Un contrat de projets Etat/Pays/communes à 13,2 milliards


Réunion de l'atelier sur le contrat de projets Etat/Pays/communes ce vendredi à la Présidence.
PAPEETE, le 12 décembre 2014. La prochaine mouture du contrat de projets pour les années 2015 à 2020 aura la particularité, en Polynésie française, de se décomposer en deux parties. Un contrat de projet de forme classique est conclu entre l'Etat et la Polynésie française doté de 36 milliards de Fcfp, mais un second contrat de projets associant l'Etat, le Pays et les communes, réservé à des opérations uniquement communales est prévu : il sera doté de 13,2 milliards de Fcfp. Les discussions sur ce contrat de projet communal ont déjà démarré et ont défini les thématiques retenues qui aborderont uniquement les investissements à prévoir pour la fourniture de l'eau potable, l'assainissement ou encore la gestion des déchets : des compétences attribuées aux communes de Polynésie depuis l'adaptation du CGCT (code général des collectivités territoriales) aux communes polynésiennes.

- OBJECTIF 1 -
Mettez en anglais cette phrase de l'article sur le contrat de projets : « La prochaine mouture du contrat de projets pour les années 2015 à 2020 aura la particularité, en Polynésie française, de se décomposer en deux parties. »
- OBJECTIF 2 -
Écrivez la suite de l'article sur le contrat de projets, à partir de sa dernière phrase.
Les lignes plus bas ne sont pas utiles ici.

- DONNÉES ENREGISTRÉES -
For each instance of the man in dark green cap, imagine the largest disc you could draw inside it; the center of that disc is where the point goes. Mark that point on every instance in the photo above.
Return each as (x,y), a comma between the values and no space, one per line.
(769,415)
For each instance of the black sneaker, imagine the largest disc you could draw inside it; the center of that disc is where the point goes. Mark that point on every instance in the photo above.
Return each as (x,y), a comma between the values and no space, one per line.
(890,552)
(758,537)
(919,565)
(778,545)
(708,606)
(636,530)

==

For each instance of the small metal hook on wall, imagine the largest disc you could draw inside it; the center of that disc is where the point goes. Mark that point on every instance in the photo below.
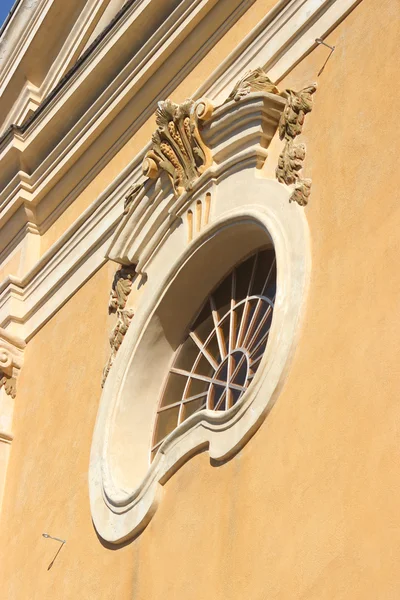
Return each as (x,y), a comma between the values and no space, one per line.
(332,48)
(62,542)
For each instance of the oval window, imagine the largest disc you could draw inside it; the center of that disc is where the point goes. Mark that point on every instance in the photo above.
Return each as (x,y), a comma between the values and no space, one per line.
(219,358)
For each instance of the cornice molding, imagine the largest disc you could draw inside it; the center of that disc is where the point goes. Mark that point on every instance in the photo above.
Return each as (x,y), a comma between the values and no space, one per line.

- RÉSULTAT 1 -
The next version of the project contract for the years 2015 to 2020 will have the distinctive feature, in French Polynesia, of being split into two parts.

- RÉSULTAT 2 -
Trois obligations des communes ont été inscrites dans le CGCT à la charge des communes avec comme date butoir celle du 31 décembre 2011 pour la gestion des déchets, celle du 31 décembre 2015 pour la fourniture d'eau potable à tous les administrés et celle du 31 décembre 2020 pour l'assainissement. Or, la gestion des déchets est loin d'être assumée par toutes les communes polynésiennes, la distribution de l'eau potable n'est actuellement effective que très partiellement, en 2012, 13 communes seulement avaient un taux de conformité supérieur à 90 % (dont 5 à 100 %). En matière d'assainissement la capitale du Pays, Papeete est à peine en train d'achever la construction d'une vaste station d'épuration à Fare Ute (sur le remblai de Papeava) qui ne traitera les eaux usées que de 12 000 personnes, soit moins de la moitié de la population résidente de la ville.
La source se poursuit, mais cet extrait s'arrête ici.